**PROBLEM REQUIREMENTS:** Read through the lines below for the string "wall" and copy each one that has it.

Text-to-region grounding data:
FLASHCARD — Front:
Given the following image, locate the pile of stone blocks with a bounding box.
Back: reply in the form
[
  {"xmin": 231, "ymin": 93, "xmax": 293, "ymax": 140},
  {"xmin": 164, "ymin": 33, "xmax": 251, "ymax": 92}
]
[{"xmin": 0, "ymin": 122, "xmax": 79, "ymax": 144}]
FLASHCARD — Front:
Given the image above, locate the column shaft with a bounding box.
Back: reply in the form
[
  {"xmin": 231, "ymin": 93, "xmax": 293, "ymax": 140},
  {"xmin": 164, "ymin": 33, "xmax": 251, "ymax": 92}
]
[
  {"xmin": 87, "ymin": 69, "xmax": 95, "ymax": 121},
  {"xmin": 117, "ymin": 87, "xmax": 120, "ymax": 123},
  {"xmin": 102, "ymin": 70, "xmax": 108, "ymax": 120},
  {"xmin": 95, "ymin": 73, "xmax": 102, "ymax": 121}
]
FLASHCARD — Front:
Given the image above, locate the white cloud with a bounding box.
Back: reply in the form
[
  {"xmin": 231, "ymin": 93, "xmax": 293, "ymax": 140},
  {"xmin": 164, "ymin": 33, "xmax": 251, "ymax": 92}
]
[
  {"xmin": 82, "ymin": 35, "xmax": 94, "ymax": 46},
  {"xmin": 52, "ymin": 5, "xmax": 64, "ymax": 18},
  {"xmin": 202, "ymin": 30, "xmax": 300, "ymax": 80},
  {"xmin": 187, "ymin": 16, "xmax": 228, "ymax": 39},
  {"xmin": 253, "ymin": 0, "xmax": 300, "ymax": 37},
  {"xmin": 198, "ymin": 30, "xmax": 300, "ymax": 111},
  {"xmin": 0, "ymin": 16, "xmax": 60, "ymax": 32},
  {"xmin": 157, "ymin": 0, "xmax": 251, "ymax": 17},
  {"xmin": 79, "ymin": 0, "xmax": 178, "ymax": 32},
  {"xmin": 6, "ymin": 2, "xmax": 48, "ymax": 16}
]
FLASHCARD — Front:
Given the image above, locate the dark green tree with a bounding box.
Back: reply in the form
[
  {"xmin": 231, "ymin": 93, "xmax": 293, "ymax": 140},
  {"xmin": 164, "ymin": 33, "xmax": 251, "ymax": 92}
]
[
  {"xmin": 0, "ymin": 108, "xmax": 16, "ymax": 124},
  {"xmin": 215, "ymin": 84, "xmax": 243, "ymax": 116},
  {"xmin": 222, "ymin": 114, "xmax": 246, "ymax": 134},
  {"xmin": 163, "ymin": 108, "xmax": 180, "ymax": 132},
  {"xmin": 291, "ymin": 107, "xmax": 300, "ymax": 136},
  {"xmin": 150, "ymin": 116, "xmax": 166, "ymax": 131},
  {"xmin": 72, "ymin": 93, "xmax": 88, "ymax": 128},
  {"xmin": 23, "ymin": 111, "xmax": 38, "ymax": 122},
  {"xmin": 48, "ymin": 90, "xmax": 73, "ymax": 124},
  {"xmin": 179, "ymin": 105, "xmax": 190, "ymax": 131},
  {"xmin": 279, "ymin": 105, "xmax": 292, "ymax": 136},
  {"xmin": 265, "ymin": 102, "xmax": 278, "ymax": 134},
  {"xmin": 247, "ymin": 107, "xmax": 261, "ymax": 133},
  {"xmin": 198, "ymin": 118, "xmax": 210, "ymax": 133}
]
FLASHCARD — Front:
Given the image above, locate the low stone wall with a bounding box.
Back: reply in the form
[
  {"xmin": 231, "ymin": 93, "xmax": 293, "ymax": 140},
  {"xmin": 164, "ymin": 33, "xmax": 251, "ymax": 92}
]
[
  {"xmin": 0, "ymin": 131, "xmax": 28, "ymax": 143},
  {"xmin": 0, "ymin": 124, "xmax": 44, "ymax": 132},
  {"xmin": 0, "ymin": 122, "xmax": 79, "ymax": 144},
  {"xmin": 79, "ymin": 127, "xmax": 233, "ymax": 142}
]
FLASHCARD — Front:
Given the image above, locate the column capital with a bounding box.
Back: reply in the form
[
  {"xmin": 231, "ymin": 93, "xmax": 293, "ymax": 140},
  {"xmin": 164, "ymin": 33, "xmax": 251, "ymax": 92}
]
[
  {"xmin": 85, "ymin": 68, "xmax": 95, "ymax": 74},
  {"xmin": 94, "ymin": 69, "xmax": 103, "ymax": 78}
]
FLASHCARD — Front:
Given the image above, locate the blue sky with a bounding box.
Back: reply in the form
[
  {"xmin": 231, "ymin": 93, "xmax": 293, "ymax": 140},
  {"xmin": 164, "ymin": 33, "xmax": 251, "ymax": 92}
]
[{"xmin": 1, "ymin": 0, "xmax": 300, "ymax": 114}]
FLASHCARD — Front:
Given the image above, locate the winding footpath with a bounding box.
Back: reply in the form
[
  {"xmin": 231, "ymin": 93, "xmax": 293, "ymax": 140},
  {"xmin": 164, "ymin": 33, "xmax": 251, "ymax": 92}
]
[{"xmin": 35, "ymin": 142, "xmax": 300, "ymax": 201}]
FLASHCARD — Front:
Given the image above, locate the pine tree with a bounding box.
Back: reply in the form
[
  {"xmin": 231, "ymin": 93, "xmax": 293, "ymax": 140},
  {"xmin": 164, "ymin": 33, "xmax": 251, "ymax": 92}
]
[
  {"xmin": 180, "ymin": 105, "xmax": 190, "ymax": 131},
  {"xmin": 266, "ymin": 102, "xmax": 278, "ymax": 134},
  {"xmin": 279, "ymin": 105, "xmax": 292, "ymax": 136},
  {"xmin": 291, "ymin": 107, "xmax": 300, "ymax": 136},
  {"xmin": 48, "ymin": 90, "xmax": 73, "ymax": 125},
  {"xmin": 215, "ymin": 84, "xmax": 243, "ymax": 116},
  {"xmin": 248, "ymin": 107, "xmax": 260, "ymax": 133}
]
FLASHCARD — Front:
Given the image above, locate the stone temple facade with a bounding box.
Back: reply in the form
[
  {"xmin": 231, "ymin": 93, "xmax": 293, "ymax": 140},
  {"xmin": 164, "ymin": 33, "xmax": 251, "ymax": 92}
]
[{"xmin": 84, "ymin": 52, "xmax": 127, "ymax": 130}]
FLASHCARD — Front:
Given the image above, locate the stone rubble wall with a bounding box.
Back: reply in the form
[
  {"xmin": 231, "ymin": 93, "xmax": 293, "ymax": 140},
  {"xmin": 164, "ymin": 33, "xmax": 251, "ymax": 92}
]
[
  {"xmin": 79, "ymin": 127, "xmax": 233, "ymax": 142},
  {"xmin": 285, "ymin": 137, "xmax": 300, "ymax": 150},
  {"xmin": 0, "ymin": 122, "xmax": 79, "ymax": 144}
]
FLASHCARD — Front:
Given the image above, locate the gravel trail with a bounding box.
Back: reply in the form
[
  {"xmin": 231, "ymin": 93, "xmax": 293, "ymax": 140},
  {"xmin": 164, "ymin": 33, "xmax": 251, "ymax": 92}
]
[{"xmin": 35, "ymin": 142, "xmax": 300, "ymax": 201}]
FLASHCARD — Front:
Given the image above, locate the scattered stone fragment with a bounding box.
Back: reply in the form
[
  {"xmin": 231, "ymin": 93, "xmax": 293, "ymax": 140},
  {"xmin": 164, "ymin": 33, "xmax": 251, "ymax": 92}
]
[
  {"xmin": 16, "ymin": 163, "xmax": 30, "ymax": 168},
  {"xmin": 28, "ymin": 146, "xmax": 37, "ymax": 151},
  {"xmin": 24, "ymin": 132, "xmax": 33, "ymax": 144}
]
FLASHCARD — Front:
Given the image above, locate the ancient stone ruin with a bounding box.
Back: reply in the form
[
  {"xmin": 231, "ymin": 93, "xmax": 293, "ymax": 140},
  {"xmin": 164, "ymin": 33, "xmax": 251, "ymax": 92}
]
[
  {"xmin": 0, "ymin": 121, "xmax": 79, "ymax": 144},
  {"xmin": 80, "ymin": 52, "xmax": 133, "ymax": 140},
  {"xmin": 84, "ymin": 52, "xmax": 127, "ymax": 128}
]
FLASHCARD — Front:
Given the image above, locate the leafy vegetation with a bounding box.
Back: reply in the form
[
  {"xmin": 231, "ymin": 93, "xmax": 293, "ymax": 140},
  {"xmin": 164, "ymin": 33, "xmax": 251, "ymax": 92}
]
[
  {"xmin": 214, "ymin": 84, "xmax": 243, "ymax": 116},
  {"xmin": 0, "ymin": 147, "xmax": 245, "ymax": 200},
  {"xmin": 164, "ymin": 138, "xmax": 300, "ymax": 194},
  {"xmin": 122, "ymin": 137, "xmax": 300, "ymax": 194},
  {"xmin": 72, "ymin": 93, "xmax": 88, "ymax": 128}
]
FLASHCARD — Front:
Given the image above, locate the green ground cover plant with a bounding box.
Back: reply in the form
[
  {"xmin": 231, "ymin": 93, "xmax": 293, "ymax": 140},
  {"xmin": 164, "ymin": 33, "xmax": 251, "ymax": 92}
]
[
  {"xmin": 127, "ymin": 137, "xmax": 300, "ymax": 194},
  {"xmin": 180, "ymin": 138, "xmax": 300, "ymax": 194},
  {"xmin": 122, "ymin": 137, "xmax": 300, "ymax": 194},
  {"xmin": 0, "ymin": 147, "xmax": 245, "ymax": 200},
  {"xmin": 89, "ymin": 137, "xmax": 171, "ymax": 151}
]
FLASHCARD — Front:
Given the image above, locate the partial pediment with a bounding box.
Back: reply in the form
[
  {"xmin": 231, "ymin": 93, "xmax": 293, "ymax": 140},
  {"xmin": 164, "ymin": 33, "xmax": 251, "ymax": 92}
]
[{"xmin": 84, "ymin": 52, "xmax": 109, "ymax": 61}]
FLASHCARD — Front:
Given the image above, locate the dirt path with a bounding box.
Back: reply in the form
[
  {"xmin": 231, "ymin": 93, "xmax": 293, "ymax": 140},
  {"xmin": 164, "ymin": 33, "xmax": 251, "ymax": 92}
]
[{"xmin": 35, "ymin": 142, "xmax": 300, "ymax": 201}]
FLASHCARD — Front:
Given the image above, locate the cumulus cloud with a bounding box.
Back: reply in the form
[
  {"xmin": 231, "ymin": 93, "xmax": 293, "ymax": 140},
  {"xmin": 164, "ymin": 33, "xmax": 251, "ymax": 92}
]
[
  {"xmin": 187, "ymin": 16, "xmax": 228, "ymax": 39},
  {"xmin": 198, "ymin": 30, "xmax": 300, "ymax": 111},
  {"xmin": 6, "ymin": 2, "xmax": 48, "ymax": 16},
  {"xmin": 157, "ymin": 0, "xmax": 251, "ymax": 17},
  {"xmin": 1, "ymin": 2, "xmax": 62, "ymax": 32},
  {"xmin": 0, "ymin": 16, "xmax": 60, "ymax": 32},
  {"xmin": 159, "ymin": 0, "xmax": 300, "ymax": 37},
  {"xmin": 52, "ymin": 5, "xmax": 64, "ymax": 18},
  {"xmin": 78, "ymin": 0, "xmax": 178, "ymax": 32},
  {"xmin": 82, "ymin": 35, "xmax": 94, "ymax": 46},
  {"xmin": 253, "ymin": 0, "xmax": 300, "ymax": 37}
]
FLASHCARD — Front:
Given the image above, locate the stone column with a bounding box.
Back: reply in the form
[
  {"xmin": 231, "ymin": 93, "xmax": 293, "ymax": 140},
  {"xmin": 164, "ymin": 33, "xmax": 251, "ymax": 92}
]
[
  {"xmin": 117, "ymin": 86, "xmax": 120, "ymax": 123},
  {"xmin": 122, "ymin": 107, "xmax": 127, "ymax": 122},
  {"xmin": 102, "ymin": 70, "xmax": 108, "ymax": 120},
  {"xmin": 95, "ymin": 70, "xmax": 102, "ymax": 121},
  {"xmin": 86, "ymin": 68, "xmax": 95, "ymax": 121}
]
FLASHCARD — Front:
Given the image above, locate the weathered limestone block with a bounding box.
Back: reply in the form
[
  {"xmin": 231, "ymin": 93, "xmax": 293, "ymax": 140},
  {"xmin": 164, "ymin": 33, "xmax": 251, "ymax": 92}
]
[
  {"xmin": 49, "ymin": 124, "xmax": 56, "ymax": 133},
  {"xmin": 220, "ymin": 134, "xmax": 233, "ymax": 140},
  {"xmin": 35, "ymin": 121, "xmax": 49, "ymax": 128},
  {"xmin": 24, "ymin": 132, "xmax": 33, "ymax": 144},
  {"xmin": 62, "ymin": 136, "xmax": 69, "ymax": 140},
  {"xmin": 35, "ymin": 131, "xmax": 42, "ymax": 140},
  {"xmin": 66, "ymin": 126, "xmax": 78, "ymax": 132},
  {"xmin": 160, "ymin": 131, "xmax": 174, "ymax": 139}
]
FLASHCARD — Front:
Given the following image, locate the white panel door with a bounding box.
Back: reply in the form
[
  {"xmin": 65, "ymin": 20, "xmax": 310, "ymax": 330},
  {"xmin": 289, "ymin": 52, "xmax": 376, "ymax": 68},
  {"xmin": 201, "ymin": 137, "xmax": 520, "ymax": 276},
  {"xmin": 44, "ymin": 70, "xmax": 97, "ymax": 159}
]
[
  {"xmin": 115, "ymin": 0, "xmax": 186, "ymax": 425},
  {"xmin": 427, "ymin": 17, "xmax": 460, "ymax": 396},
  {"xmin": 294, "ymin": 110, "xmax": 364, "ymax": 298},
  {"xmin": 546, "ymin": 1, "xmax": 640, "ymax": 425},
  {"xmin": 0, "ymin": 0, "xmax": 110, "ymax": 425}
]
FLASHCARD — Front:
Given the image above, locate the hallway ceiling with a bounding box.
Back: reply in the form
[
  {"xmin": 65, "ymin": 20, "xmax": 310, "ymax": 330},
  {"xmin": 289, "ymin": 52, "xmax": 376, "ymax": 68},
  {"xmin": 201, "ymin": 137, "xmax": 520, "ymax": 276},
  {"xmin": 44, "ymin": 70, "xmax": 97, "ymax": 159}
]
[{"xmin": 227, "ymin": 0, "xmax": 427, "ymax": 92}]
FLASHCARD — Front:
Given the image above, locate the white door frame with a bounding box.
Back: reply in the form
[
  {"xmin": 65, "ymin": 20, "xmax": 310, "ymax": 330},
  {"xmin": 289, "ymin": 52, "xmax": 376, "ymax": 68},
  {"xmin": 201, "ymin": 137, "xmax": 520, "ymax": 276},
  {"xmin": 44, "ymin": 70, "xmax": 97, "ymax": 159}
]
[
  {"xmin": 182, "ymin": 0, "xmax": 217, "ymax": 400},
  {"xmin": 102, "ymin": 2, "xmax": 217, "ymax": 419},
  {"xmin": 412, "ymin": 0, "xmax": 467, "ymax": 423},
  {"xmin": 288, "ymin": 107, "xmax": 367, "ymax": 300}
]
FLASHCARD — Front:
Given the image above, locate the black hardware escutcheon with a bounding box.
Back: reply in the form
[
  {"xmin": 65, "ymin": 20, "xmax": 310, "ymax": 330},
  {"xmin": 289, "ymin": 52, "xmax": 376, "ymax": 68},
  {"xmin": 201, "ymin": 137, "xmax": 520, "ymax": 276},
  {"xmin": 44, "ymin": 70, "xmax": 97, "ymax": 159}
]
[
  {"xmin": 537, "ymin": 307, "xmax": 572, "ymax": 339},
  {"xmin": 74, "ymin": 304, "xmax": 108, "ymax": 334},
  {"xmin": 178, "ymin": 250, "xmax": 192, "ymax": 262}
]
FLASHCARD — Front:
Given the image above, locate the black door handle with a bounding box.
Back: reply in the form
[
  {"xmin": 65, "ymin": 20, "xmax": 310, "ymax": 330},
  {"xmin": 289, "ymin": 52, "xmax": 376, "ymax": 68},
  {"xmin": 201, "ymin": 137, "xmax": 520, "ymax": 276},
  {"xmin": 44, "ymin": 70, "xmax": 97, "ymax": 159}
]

**REPLY TO THE EXERCISE:**
Given the image above, locate the low stone wall with a bounding box.
Given the image above, locate the stone rubble wall with a bounding box.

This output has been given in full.